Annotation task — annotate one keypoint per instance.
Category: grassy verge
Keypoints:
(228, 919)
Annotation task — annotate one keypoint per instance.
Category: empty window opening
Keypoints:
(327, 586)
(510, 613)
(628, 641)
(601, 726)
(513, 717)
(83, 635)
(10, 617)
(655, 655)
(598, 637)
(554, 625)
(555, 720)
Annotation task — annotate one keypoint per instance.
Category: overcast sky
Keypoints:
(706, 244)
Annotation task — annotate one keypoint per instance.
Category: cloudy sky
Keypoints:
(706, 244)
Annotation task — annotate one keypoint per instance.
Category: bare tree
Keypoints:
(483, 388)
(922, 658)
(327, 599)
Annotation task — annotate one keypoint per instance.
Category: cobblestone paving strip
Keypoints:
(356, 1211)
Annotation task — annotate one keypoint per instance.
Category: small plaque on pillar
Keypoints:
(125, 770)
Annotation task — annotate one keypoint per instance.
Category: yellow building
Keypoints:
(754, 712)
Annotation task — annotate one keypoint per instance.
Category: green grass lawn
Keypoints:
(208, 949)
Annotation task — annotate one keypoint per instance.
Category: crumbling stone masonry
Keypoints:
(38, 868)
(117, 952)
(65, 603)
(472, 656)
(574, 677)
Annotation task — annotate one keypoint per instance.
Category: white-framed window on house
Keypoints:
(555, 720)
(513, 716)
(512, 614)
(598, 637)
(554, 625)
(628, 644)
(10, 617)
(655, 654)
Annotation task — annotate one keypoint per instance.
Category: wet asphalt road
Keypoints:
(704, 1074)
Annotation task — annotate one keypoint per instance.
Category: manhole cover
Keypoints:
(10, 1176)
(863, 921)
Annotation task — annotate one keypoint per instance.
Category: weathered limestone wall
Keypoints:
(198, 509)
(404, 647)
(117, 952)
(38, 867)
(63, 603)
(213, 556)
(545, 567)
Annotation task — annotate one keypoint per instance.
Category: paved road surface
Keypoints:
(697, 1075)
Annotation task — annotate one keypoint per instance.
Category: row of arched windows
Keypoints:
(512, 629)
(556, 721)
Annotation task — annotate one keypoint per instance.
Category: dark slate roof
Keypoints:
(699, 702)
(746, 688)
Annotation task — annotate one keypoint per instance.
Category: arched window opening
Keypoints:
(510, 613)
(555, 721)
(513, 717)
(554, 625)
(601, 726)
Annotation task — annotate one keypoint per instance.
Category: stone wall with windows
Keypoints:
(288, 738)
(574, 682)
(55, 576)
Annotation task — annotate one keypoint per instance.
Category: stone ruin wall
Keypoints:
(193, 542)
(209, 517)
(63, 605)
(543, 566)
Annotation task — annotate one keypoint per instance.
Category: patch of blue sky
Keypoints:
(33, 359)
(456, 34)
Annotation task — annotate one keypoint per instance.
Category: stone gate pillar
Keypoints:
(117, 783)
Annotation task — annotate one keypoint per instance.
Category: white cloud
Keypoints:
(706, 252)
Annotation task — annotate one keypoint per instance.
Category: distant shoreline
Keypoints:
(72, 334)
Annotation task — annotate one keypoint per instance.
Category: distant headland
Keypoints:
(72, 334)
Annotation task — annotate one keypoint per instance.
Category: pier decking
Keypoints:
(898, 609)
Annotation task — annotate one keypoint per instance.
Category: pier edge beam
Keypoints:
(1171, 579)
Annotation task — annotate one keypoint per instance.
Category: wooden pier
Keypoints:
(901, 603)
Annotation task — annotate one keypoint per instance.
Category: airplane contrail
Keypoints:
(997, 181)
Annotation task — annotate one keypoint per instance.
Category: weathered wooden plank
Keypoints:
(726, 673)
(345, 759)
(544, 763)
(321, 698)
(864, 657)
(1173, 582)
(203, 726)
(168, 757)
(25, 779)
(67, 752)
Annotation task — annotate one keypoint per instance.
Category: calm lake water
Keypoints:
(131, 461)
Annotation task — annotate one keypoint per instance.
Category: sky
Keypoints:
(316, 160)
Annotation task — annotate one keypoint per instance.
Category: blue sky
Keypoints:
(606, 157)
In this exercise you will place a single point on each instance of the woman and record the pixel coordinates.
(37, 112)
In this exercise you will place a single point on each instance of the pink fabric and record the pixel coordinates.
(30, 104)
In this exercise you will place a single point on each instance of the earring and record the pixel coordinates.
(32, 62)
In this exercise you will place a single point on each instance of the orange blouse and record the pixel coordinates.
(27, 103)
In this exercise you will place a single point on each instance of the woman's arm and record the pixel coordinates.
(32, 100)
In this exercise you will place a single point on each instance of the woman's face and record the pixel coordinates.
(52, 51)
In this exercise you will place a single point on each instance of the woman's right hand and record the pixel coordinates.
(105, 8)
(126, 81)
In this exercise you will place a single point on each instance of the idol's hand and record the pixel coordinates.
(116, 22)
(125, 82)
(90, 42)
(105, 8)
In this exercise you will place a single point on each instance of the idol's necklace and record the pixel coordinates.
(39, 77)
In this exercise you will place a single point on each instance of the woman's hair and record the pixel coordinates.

* TASK TO COMPLETE
Each line above must be printed exactly as it appears.

* SOLUTION TO THIS TASK
Annotation task — annotate one keypoint per instance.
Category: grassy verge
Keypoints:
(228, 919)
Annotation task — annotate one keypoint per instance.
Category: empty window opening
Keypoints:
(327, 586)
(510, 613)
(628, 641)
(601, 726)
(513, 717)
(83, 635)
(10, 617)
(655, 655)
(598, 637)
(554, 625)
(555, 720)
Annotation task — annotate one keypoint per instance.
Category: overcast sky
Keypoints:
(706, 244)
Annotation task — annotate one keypoint per instance.
Category: cloudy sky
Keypoints:
(706, 244)
Annotation task — annotate one keypoint per instance.
Category: bare tree
Keypoints:
(483, 388)
(922, 658)
(327, 599)
Annotation task — annotate one keypoint per instance.
Category: cobblestone paving strip
Keypoints:
(356, 1211)
Annotation task — annotate one keypoint per instance.
Category: small plaque on pillar
Keypoints:
(125, 770)
Annotation task — annotate one keypoint per instance.
Category: yellow building
Keypoints:
(754, 712)
Annotation task — annotate one keypoint per instance.
Category: green grass lawn
Keypoints:
(208, 949)
Annotation task — annotate one keypoint per instance.
Category: crumbling stone masonry
Keypoints:
(38, 868)
(117, 952)
(65, 603)
(472, 656)
(574, 677)
Annotation task — annotate one keypoint per instance.
Category: white-framed window on house
Keypoints:
(555, 720)
(513, 716)
(512, 614)
(598, 637)
(554, 625)
(628, 644)
(10, 617)
(655, 654)
Annotation task — annotate one keypoint per instance.
Category: wet asphalt road
Keypoints:
(704, 1074)
Annotation task — annotate one keypoint per instance.
Category: manhole cover
Keypoints:
(10, 1176)
(863, 921)
Annotation task — annotate one keypoint per instance.
Category: weathered limestone wall
Keypoints:
(198, 509)
(404, 647)
(117, 952)
(38, 867)
(63, 603)
(213, 556)
(545, 567)
Annotation task — annotate one keypoint per instance.
Category: paved road surface
Keypoints:
(697, 1075)
Annotation task — annotate one keypoint per instance.
Category: row of arched windows
Keypoints:
(512, 629)
(556, 721)
Annotation task — annotate one keypoint per instance.
Category: dark slate roof
Keypoints:
(699, 702)
(746, 688)
Annotation task — annotate one keypoint per instance.
Category: arched window opening
Keypoints:
(510, 613)
(555, 721)
(513, 717)
(554, 625)
(601, 726)
Annotation task — annotate one keypoint per instance.
Category: stone wall with windows
Keypoints:
(288, 738)
(574, 682)
(55, 576)
Annotation task — annotate one keypoint per instance.
Category: stone ruin wall
Keypoints:
(193, 542)
(209, 517)
(63, 605)
(543, 566)
Annotation task — annotate one keypoint per instance.
Category: patch of blue sky
Keypoints:
(33, 359)
(456, 34)
Annotation task — annotate one keypoint per instance.
Category: stone gate pillar
Keypoints:
(117, 783)
Annotation task — annotate one keypoint per instance.
Category: white cloud
Keypoints:
(706, 252)
Annotation task — annotate one keypoint per instance.
Category: distant shoreline
Keypoints:
(72, 334)
Annotation task — annotate one keypoint per instance.
Category: distant headland
Keypoints:
(72, 334)
Annotation task — annotate one keypoint per instance.
Category: pier decking
Keypoints:
(898, 609)
Annotation task — annotate one keypoint per instance.
Category: pier edge beam
Keypoints:
(1171, 579)
Annotation task — annotate one keypoint per instance.
Category: wooden pier
Keypoints:
(901, 603)
Annotation task — annotate one keypoint per instance.
Category: airplane contrail
Keypoints:
(997, 181)
Annotation task — annotate one keypoint per instance.
Category: weathered wooden plank
Keypoints:
(726, 673)
(345, 759)
(544, 763)
(321, 698)
(864, 657)
(1173, 582)
(203, 726)
(168, 757)
(25, 779)
(67, 752)
Annotation task — annotate one keypoint per instance.
Category: calm lake water
Keypoints:
(131, 461)
Annotation task — annotate one keypoint per instance.
Category: sky
Keypoints:
(316, 160)
Annotation task — annotate one keypoint per instance.
Category: blue sky
Keypoints:
(606, 157)
In this exercise you will place a single point on each instance of the woman and record the pixel coordinates.
(37, 112)
In this exercise you will place a single point on each instance of the pink fabric and record the pixel coordinates.
(30, 104)
In this exercise you will place a single point on each instance of the earring and record the pixel coordinates.
(32, 62)
In this exercise you will place a single point on each instance of the orange blouse and record the pixel coordinates.
(27, 103)
In this exercise you will place a single point on each instance of the woman's arm and record the pixel coordinates.
(32, 100)
In this exercise you will place a single point on each instance of the woman's face and record the pixel coordinates.
(52, 51)
In this exercise you will place a single point on each instance of the woman's right hand and record the pixel coordinates.
(105, 8)
(126, 81)
In this exercise you will place a single point on each instance of the idol's hand and record the pixel coordinates.
(116, 22)
(125, 82)
(90, 42)
(105, 8)
In this exercise you will place a single point on each instance of the idol's necklace and record the pixel coordinates.
(39, 77)
In this exercise you will place a single point on each instance of the woman's hair and record the pixel coordinates.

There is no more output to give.